-------- Metin bölümü --------

Türkiye Cumhuriyeti Devleti’nin cumhurbaşkanlarının ettikleri yemin metni, Anayasa’nın 103. Maddesinde yer alıyor. Yemin metninin konumuz itibariyle önem arz eden son cümlelerini alıyorum;
“… üzerime aldığım görevi tarafsızlıkla yerine getirmek için bütün gücümle çalışacağıma Büyük Türk Milleti ve tarih huzurunda, namusum ve şerefim üzerine ant içerim.”
Ant içmek, Türk Dil Kurumu (TDK)’nda şöyle açıklanmış:
1-Tanrı’yı veya kutsal bilinen bir kişiyi, bir şeyi tanık göstererek bir olayı doğrulama, yemin, kasem.
2- Kendi kendine söz verme, ahit. “Andım var, bu işi yapacağım.”
TDK’ daki açıklamaya göre kişi, bir işi yapacağına dair yemin ediyor, ant içiyor.
Peki, yüce kitabımız Kur’an, yemin konusunda ne diyor?
Bunun için 19 Mayıs Üniversitesi İlahiyat Fakültesi Öğretim Üyesi, Prof. Dr. Mehmet Okuyan’a müracaat ediyorum. Değerli ilahiyatçı, Kur’an’daki yemin konusunu Envâr’ul Kur’an derslerinde şöyle açıklamış;
“Kur’an’daki yemin ifadelerinin bir şahitlik kurumu olduğunu söyleyebiliriz. Biz Allah’a yemin ederiz. Çünkü diyaloglarımıza Allah’ı şahit tutarız. Vallahi: Allah’a yemin olsun. Yani, Allah şahidim olsun… Kur’an’da başka yeminler de var. Güneşe, aya, gündüze, geceye, dağlara, mekânlara, nesnelere, meleklere, rüzgârlara ve pek çok şeye yemin var. Onlara neden yemin ediliyor için kısa bir cevap; onların şahitliği mahşerde söz konusu olacak demektir. Her ne ki yemine konu ediliyorsa bilinmelidir ki orada ilgili varlık, mahşerin şahitleri arasında bulunacak demektir.”

-------- Veri kümesi alıntıları --------

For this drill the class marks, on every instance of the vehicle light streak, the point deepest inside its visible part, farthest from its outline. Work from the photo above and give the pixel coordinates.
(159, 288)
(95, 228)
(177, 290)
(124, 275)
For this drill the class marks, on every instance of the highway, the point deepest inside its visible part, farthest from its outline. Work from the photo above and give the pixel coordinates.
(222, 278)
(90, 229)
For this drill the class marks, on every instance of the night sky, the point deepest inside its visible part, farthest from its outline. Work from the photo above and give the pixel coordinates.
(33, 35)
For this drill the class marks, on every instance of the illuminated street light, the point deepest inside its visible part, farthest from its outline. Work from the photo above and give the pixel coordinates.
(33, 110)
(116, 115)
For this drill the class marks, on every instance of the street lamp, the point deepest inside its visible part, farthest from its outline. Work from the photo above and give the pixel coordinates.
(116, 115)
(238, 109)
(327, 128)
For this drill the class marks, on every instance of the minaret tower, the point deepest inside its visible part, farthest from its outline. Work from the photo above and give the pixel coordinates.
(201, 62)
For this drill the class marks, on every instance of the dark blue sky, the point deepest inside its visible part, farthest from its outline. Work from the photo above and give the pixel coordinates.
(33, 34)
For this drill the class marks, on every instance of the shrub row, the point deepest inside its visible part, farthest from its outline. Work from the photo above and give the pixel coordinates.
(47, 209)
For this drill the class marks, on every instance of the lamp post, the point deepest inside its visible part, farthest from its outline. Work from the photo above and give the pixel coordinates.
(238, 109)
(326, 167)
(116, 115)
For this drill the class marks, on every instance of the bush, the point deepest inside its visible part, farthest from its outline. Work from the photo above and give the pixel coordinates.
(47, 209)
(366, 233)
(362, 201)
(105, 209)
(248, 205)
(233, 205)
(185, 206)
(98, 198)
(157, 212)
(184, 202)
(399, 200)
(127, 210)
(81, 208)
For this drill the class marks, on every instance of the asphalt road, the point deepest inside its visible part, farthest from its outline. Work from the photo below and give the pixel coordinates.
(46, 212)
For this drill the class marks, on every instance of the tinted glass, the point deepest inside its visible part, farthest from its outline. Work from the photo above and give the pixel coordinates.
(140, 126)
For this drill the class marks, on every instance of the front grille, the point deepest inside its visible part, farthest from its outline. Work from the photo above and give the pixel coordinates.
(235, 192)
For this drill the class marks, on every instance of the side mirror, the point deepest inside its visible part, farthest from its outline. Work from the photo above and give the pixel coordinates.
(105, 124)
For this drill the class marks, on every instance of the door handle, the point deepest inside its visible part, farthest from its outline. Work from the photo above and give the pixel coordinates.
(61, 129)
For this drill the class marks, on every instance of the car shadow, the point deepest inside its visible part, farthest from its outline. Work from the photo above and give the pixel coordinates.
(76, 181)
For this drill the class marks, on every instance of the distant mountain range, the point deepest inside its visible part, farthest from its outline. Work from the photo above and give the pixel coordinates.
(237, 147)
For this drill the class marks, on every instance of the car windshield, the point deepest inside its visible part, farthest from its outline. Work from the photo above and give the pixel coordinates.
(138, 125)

--------
-------- Veri kümesi alıntıları --------

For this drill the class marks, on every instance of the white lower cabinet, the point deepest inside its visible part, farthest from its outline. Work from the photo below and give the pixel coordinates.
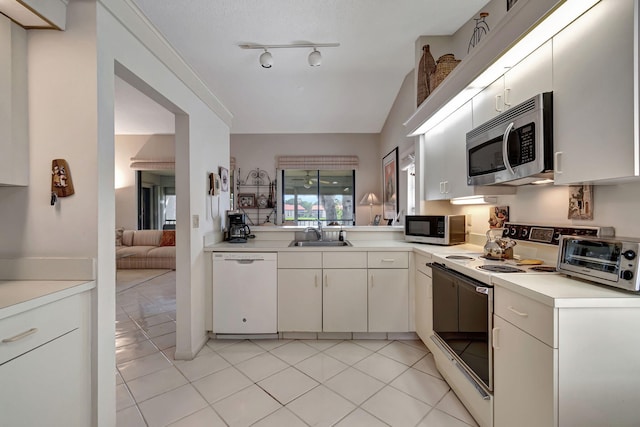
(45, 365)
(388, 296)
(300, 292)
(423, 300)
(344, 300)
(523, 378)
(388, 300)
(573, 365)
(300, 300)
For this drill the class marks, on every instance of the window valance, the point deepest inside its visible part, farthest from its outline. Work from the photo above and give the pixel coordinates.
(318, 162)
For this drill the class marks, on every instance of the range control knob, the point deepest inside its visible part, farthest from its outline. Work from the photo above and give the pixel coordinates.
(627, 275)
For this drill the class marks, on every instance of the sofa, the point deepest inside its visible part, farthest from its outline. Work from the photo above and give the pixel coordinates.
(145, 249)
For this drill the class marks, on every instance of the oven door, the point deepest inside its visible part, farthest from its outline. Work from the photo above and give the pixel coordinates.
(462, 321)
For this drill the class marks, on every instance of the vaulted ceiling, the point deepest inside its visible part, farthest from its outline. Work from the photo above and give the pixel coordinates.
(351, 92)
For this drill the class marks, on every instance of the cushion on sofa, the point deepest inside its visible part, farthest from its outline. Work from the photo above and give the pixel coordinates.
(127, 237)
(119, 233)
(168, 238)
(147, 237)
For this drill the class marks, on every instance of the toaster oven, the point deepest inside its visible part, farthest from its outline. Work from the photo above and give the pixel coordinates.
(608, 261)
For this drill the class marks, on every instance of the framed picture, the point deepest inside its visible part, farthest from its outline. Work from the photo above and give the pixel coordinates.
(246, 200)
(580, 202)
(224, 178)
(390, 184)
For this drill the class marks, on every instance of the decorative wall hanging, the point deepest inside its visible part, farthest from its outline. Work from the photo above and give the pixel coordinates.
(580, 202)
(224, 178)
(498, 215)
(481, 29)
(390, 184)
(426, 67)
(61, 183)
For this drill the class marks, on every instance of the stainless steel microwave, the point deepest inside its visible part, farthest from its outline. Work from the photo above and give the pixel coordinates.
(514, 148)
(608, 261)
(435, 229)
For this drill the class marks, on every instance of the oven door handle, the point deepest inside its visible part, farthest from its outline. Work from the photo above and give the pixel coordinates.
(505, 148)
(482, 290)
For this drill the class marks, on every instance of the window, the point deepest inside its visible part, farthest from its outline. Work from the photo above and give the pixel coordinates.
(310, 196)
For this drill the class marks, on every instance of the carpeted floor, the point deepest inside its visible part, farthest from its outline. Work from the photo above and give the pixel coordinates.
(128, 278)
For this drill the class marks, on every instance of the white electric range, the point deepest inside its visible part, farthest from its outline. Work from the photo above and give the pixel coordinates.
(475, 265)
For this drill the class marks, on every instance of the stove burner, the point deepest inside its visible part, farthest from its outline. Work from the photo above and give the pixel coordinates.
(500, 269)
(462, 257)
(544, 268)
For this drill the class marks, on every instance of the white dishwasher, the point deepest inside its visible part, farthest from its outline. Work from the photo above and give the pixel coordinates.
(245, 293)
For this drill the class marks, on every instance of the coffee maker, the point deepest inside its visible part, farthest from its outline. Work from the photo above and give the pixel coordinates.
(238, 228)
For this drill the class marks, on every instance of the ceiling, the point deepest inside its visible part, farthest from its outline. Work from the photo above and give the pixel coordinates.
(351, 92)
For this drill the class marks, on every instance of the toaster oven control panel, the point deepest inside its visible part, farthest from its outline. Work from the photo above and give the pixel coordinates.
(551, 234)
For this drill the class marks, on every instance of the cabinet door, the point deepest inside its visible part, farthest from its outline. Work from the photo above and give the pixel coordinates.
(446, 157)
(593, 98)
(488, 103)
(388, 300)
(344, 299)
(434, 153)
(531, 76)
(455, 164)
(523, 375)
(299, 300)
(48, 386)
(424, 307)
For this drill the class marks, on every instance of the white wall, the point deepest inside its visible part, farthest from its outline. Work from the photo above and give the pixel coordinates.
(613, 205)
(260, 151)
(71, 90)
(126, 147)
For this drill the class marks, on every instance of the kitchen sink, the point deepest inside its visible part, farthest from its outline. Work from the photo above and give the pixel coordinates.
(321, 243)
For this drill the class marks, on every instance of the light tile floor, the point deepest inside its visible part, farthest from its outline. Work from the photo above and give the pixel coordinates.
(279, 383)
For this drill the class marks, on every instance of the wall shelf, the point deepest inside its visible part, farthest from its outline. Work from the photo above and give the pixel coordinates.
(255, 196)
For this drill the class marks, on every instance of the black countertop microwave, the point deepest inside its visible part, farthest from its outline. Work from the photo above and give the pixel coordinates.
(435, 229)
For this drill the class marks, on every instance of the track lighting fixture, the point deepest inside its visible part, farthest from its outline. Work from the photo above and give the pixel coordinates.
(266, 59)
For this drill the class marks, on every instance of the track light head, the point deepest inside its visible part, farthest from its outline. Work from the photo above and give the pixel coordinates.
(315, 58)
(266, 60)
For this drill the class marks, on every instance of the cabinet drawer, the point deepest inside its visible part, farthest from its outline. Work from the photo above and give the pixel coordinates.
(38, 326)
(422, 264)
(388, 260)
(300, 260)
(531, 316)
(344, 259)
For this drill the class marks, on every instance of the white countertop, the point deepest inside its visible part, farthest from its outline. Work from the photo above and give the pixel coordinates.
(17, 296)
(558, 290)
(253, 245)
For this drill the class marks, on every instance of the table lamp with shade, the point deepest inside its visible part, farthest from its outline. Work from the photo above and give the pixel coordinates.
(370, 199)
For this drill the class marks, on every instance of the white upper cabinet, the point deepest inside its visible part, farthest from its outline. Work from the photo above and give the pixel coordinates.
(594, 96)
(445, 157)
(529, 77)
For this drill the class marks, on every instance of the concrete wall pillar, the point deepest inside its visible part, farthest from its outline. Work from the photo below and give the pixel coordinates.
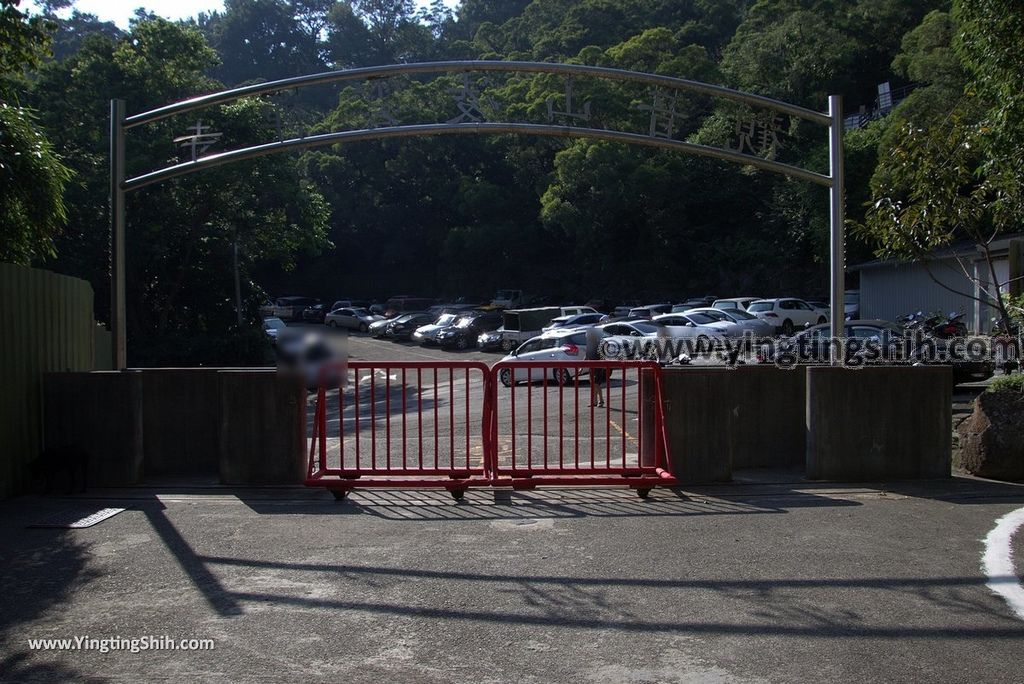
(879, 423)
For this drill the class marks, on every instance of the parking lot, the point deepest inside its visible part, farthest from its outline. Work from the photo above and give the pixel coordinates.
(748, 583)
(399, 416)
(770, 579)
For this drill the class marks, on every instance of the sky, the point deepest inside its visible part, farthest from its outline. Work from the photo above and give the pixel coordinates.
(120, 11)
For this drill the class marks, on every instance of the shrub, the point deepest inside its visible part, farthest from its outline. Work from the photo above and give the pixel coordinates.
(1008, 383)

--------

* _Yapılacak görevler_
1 - Yemin konulu metinde "Ant içmek, Türk" ile başlayıp "doğrulama, yemin, kasem." ile biten kısmı aynen alıntılayın.
2 - Yemin konulu metni son cümlesinden sonra sürdürün.

* _Görevlerin cevapları_
1 -
Ant içmek, Türk Dil Kurumu (TDK)’nda şöyle açıklanmış:
1-Tanrı’yı veya kutsal bilinen bir kişiyi, bir şeyi tanık göstererek bir olayı doğrulama, yemin, kasem.

2 -
***
Şimdi, Cumhurbaşkanları yemin ederken neye ya da nelere ant içerler?
“…üzerime aldığım görevi tarafsızlıkla yerine getirmek için…”
Kimin huzurunda ant içerler?
“…Büyük Türk Milleti ve tarih huzurunda…”
Neyin üzerine ant içerler?
“…namusum ve şerefim üzerine…”
“Ant içerim…”
Demek ki Kur’an’a göre, Türkiye Cumhuriyeti’nde göreve başlayan bütün Cumhurbaşkanları, hâkimi Allah olan bir mahkemede, yeminlerine;
“Türk Milleti’ni, tarihi, namuslarını ve şereflerini”, mahşerin şahitleri arasında göstereceklerdir.
Sadece Cumhurbaşkanlarına değil, görev yemini eden tüm siyasilere, görevlerini hakkıyla yerine getirip getirmedikleri konusunda, “Türk Milleti, tarih, namus ve şeref” şahitlik edecektir.
Ve o mahkemede Türk Milleti’nin tüm fertleri de hazır bulunacaktır.
Elbette doğrusunu Allah bilir.
***
Günümüz cumhurbaşkanları ve siyasileri tarafsız olabildiler mi yoksa adalet sistemini kendi taraftarları lehine eğip büktüler mi, hep birlikte göreceğiz.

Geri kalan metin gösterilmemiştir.